Repeat exactly the line containing "Would you mind annotating the boy" and every line after it in the entries, and nothing besides.

### The input

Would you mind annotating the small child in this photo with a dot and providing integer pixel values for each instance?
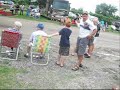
(39, 31)
(16, 28)
(64, 43)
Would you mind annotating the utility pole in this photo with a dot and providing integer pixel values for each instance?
(119, 8)
(47, 6)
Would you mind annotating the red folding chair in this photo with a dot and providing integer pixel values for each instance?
(11, 40)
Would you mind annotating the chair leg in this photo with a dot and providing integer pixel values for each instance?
(31, 56)
(17, 53)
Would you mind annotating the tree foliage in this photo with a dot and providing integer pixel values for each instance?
(106, 10)
(76, 11)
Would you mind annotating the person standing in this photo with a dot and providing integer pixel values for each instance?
(102, 25)
(16, 9)
(91, 44)
(22, 9)
(12, 9)
(86, 32)
(28, 10)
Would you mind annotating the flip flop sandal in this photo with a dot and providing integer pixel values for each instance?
(75, 68)
(61, 65)
(57, 64)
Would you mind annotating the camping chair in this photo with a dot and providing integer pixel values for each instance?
(41, 45)
(10, 40)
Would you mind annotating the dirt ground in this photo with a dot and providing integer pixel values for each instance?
(99, 72)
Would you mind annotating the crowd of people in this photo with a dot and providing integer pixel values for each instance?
(20, 9)
(88, 33)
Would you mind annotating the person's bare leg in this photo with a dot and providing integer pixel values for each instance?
(28, 49)
(62, 60)
(80, 59)
(90, 49)
(59, 58)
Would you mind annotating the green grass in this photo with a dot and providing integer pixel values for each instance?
(42, 19)
(112, 31)
(8, 78)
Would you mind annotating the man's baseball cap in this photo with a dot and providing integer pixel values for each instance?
(41, 26)
(85, 13)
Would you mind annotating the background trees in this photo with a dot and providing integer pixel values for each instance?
(106, 10)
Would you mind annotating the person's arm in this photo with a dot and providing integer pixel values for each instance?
(77, 23)
(94, 30)
(55, 34)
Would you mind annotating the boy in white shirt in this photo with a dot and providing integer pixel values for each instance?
(39, 31)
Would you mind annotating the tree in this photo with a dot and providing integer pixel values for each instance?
(106, 10)
(80, 10)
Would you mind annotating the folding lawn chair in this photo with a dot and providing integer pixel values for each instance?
(10, 40)
(41, 45)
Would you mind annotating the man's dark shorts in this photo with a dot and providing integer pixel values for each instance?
(81, 45)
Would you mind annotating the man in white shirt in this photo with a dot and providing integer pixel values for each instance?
(86, 32)
(39, 31)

######

§ Solved problem:
Would you mind annotating the boy in white shirt in this photo with a dot and providing integer pixel values for each instance?
(39, 31)
Would you mind annotating the tree in this photo with a dot and providing integer pixel values for each instance?
(106, 10)
(80, 10)
Would you mind annotating the folding lawn chair in this photo with a dot and providing integer pixel values for each instance?
(10, 40)
(41, 45)
Would you mind annotating the man's dark shorts in this photo with a dot and providing integer pixel values for each instance?
(81, 45)
Would you mind annotating the man in white shirt in this photo with a dot and providing integer pixel values for each instance?
(86, 32)
(39, 31)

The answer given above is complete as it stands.